■ **Texte source**
===============

Le Dasein comme être ouvert au monde et les différents modes de l’ouverture
Nous interrogeons le statut spécifique de la tonalité de l’ennui par rapport à celle de l’angoisse, qui est privilégiée par Heidegger dans Être et temps, mais également les apports de la phénoménologie heideggérienne de l’ennui à sa conception des Stimmungen. Pour parvenir à comprendre la place qu’occupent ces tonalités dans la pensée de Heidegger, nous devons d’abord éclaircir la notion même de tonalité (Stimmung). Or, dans Être et temps, elle est étroitement associée à la structure existentiale de l’affection (Befindlichkeit), qui constitue l’un des trois modes généraux et authentiques de l’ouverture du Dasein au monde, avec le comprendre (Verstehen) et le parler (Rede). À ceux-ci s’ajoutent les trois guises du mode inauthentique de l’échéance (Verfalen), qui sont celles de l’ouverture quotidienne du Dasein : le bavardage (Gerede), la curiosité (Neugier) et l’équivoque (Zweideutigkeit). Nous laisserons toutefois de côté les éléments relatifs à la structure existentiale de l’échéance pour centrer notre attention sur les trois modes généraux d’ouverture, puisque notre intention première est de saisir conceptuellement l’affection dans son rapport à la tonalité et de rendre intelligibles ces deux dernières notions pour l’exploration subséquente des tonalités de l’angoisse et de l’ ennui.

===============

■ **Extrait des données**
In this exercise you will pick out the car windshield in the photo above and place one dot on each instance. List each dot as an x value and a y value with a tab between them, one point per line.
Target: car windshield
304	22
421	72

===============

■ **Travail demandé**
Recopiez intégralement, s'il vous plaît, le texte source sur le Dasein et les modes de l'ouverture, sans y changer un seul mot.

■ **Corrigé de l'exercice**
Le Dasein comme être ouvert au monde et les différents modes de l’ouverture
Nous interrogeons le statut spécifique de la tonalité de l’ennui par rapport à celle de l’angoisse, qui est privilégiée par Heidegger dans Être et temps, mais également les apports de la phénoménologie heideggérienne de l’ennui à sa conception des Stimmungen. Pour parvenir à comprendre la place qu’occupent ces tonalités dans la pensée de Heidegger, nous devons d’abord éclaircir la notion même de tonalité (Stimmung). Or, dans Être et temps, elle est étroitement associée à la structure existentiale de l’affection (Befindlichkeit), qui constitue l’un des trois modes généraux et authentiques de l’ouverture du Dasein au monde, avec le comprendre (Verstehen) et le parler (Rede). À ceux-ci s’ajoutent les trois guises du mode inauthentique de l’échéance (Verfalen), qui sont celles de l’ouverture quotidienne du Dasein : le bavardage (Gerede), la curiosité (Neugier) et l’équivoque (Zweideutigkeit). Nous laisserons toutefois de côté les éléments relatifs à la structure existentiale de l’échéance pour centrer notre attention sur les trois modes généraux d’ouverture, puisque notre intention première est de saisir conceptuellement l’affection dans son rapport à la tonalité et de rendre intelligibles ces deux dernières notions pour l’exploration subséquente des tonalités de l’angoisse et de l’ ennui.